## Passage
——————
The father of “soul tap” or “rhythm tap,” John W. Bubbles (born John William Sublett) (1902-1986) defined the tap dance traditions of dropping heels on offbeats and using toe taps to accent rhythms as well as extending rhythms beyond eight counts. As a child, he sang but switched to dance when his voice changed after puberty. He would later meet his performance partner “Buck” (Ford L. Washington) in a bowling alley.

Buck and Bubbles were first invited to perform when they were working as ushers in a Louisville theater. Buck played piano and sang while Bubbles danced. At the time, Black people were not able to enter many hotels, trains, or theaters, so the duo would disguise themselves to hide their identities from their audiences. Despite these limitations on their careers, they would go on to perform with the Ziegfeld Follies of 1931 and become the first Black artists to perform in Radio City Music Hall.

Bubbles is known for his talent as an improv dancer and for incorporating jazz styles into tap. A vaudeville star, he would also perform in several movies and live performances with other well-known dancers over the course of his career.

  • “John Sublett Bubbles [biography]”
  • John W. Bubbles: Tap & Jazz Legend
  • “John Bubbles, the Dancer, is Dead at 84”

8Josephine Baker

Rudolf Suroch, 1950. Wikimedia Commons.

Josephine Baker (1906-1975) became an international star performing in the United States and Europe. She also worked as an activist and even a World War II spy. Raised by parents who were also entertainers, Baker was on stage from a young age. Life wasn’t easy for her though. When she was young, she would dance on the street for money when she couldn’t find work. This busking would later lead her to join an African American theater troupe at the age of 15.
——————
## Your objective
Carry on the passage about John W. Bubbles and Josephine Baker from the point where it stops. The records are not needed for this.

Records taken from a collection
——————
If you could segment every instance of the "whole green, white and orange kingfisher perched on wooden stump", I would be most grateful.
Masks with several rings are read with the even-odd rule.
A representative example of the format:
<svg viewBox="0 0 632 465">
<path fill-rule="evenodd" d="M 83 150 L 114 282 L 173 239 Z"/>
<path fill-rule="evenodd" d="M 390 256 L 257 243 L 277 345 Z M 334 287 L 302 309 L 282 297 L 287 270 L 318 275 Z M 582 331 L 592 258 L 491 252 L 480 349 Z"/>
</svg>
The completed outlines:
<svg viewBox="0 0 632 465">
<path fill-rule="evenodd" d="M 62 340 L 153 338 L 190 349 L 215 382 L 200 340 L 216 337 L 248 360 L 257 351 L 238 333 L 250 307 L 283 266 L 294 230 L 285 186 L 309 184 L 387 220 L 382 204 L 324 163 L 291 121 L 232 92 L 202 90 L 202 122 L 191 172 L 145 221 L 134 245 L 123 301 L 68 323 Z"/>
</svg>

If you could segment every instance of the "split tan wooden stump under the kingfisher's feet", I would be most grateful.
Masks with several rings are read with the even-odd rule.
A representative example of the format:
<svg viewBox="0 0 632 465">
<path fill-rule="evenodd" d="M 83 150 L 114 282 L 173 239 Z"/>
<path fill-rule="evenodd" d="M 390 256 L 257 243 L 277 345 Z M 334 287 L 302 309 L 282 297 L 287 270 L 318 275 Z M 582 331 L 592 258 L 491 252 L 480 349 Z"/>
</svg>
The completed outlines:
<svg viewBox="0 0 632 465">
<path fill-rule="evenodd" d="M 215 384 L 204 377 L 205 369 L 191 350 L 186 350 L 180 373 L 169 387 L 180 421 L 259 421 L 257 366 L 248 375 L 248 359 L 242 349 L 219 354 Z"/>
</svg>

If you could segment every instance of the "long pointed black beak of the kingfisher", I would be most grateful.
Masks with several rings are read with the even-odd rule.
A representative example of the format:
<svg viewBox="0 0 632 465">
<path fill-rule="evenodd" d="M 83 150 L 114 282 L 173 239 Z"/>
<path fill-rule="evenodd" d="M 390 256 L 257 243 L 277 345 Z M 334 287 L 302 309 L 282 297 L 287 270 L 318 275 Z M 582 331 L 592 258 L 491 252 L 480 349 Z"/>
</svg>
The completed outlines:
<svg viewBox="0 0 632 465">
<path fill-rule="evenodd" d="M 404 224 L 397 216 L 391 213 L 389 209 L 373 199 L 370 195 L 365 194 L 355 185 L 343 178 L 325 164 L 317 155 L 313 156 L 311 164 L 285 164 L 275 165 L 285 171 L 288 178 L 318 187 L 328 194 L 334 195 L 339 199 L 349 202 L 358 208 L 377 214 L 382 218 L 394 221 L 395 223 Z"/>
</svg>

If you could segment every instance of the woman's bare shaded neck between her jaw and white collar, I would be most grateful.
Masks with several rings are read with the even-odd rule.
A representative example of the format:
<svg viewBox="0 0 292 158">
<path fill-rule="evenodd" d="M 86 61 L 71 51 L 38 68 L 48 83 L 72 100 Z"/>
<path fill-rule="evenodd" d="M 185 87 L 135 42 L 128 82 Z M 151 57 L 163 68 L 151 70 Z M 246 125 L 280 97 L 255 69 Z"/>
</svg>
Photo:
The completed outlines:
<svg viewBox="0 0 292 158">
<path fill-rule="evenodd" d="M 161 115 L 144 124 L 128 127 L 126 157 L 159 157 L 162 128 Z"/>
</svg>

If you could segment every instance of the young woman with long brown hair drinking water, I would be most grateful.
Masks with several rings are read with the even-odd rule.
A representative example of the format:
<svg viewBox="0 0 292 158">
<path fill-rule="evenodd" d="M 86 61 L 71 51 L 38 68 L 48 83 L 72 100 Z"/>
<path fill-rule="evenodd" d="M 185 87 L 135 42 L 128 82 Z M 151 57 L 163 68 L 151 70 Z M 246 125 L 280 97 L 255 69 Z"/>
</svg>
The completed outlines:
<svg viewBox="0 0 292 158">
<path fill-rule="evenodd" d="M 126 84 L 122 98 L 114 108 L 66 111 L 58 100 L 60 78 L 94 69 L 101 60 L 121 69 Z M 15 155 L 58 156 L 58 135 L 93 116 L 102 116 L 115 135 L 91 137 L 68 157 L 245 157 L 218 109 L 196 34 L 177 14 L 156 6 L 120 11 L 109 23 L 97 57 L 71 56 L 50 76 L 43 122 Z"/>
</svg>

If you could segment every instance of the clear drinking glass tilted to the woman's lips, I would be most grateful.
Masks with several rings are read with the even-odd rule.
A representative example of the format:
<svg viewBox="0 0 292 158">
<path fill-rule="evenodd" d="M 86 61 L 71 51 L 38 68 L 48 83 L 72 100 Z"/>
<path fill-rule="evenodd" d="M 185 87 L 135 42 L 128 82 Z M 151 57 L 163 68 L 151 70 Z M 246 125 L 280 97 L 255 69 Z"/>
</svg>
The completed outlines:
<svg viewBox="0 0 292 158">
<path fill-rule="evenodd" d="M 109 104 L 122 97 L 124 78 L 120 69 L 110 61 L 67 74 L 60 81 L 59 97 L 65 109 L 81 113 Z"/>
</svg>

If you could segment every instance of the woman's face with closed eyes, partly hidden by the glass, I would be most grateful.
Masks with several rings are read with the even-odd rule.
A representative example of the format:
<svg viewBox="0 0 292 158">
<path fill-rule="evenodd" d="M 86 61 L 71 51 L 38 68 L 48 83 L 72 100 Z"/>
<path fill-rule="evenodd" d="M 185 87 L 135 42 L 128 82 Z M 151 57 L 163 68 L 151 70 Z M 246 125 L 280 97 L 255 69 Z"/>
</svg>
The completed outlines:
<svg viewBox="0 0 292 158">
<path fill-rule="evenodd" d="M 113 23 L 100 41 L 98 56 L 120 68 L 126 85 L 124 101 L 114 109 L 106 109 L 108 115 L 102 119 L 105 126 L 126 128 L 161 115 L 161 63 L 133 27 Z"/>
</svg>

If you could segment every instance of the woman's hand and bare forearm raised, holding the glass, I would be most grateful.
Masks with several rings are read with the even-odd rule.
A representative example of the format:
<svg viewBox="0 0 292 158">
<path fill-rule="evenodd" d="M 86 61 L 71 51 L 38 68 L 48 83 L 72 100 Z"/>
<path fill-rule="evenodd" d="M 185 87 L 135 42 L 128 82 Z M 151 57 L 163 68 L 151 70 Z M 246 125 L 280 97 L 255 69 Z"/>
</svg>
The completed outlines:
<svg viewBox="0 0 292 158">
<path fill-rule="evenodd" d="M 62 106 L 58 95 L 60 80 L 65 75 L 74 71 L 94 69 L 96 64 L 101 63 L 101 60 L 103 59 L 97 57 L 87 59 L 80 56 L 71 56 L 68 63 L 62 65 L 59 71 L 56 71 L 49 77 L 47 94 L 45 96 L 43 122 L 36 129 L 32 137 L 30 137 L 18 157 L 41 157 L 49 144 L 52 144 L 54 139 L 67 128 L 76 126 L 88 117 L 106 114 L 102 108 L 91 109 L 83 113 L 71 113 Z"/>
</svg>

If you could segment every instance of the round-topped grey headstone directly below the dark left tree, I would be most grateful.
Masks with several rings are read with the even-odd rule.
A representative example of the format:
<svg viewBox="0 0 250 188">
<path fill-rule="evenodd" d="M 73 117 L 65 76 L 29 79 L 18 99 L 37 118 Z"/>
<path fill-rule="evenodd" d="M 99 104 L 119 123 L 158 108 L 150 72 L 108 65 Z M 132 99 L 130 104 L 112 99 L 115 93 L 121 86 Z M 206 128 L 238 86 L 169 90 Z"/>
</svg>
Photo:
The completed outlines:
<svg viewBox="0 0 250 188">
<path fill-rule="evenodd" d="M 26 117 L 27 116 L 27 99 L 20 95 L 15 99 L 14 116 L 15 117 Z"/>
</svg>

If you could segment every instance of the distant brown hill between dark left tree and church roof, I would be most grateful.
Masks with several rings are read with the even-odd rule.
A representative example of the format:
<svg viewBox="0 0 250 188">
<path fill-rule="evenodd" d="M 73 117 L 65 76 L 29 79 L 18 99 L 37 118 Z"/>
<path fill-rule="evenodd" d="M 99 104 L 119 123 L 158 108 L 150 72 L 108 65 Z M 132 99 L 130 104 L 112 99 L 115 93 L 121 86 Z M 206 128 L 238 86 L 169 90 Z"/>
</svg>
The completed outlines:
——————
## Task result
From there, she became a vaudeville star and made her mark in the Harlem Renaissance before eventually moving to Paris where she was famous for her short skirts, modern dancing, and African themes. Baker performed on stage and in movies during her time in Europe, but she did eventually return to the United States where she fought racial discrimination by refusing to perform for segregated audiences and speaking at the 1963 March on Washington for Jobs and Freedom.

Remembered for her talents as a performer and her work to bring equality and social justice to Black people around the world, the NAACP named May 20 Josephine Baker Day in her honor.

  • “The Josephine Baker Biography: Story Of A Dancer”
  • Josephine Baker

9Misty Copeland

Misty Copeland is well known as the first African American female principal dancer with the American Ballet Theatre, and her work to encourage Black children to feel beautiful and talented and chase their dreams has inspired millions. Misty Copeland’s journey started when she started taking ballet at 13. She studied at the San Francisco Ballet School and American Ballet Theatre’s Summer Intensive.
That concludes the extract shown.